__REQUIRED TASKS__:
1. In the aircraft evacuation article, transcribe the passage between "But there was" and "is simply unacceptable.", inclusive.
2. According to the aircraft evacuation article, since what year has the FAA required that commercial aircraft in the United States be evacuated in 90 seconds?

__PAGE EXTRACT__:
╔══

Even though nearly everything about flying has changed since the rules were set, the FAA has blocked evacuation testing that reflects actual conditions.
This year of aviation started ominously on January 2 with the fiery runway collision between Japan Airlines Flight 516 and a military aircraft in Tokyo. Five died on the Coast Guard plane, but thankfully all 379 occupants on JAL survived.
But there was this disturbing detail: The evacuation of that burning Airbus A350 took 18 minutes!
Since 1967, the Federal Aviation Administration (FAA) standard to evacuate commercial aircraft here in the United States has been 90 seconds. The JAL event in Japan exceeded this by 16.5 extra minutes, which despite the successful execution is simply unacceptable.
Many American experts are worried the FAA’s “90-second rule” is now unrealistic due to a combination of troubling trends.

╚══

__PROVIDED DATA__:
╔══

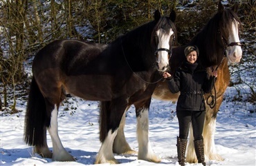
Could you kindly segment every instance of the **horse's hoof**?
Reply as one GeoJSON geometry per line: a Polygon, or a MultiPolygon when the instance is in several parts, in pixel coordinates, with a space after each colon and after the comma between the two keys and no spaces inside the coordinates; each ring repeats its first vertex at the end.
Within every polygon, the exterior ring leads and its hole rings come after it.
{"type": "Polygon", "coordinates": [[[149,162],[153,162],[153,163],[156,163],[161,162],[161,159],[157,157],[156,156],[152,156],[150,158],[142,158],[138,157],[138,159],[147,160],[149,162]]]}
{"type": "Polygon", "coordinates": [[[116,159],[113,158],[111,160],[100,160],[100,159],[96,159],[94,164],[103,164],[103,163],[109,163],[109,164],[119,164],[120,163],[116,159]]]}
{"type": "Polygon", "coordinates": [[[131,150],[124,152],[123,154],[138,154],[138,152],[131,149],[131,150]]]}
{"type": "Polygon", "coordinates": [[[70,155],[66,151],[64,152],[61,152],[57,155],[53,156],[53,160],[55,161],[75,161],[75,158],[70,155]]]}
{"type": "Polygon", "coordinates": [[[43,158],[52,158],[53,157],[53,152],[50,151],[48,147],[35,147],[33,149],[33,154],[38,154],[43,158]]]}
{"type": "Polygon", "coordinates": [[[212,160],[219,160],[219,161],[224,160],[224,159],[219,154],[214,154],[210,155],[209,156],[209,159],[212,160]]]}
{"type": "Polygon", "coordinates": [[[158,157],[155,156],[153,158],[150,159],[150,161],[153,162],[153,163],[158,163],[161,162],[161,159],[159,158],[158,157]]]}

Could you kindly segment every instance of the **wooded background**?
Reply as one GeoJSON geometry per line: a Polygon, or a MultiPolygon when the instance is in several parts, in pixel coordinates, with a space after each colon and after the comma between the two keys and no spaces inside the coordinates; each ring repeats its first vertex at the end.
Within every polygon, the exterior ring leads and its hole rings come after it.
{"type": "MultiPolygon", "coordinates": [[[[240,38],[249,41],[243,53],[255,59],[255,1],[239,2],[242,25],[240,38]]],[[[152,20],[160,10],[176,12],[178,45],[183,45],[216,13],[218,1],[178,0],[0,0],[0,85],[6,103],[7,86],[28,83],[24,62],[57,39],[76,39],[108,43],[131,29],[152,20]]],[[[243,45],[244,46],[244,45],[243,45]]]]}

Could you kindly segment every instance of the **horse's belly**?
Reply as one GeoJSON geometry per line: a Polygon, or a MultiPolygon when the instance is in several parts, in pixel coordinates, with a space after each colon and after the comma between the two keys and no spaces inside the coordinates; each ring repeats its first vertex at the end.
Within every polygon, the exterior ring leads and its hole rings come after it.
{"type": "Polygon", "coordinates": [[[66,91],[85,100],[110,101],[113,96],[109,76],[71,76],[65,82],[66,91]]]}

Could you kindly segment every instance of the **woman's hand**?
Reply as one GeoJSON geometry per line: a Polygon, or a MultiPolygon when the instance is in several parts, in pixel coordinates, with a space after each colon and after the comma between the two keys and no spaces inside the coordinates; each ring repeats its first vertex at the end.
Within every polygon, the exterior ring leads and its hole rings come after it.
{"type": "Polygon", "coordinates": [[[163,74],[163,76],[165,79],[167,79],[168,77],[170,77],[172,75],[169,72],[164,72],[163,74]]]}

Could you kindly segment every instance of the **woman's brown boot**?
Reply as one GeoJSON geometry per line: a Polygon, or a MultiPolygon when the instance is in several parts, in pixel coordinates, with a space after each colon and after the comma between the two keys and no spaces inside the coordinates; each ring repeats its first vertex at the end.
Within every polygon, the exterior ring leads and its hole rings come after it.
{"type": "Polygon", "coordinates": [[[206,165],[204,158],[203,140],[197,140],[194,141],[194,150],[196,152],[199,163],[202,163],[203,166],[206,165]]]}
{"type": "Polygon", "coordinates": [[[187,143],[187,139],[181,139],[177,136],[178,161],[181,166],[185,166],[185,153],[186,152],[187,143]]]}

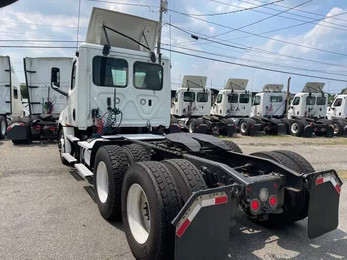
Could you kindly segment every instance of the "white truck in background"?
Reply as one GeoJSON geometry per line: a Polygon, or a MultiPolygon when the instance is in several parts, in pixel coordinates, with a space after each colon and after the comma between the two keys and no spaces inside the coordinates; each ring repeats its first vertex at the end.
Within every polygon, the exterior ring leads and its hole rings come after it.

╚══

__RESULTS__:
1.
But there was this disturbing detail: The evacuation of that burning Airbus A350 took 18 minutes!
Since 1967, the Federal Aviation Administration (FAA) standard to evacuate commercial aircraft here in the United States has been 90 seconds. The JAL event in Japan exceeded this by 16.5 extra minutes, which despite the successful execution is simply unacceptable.

2. Since 1967.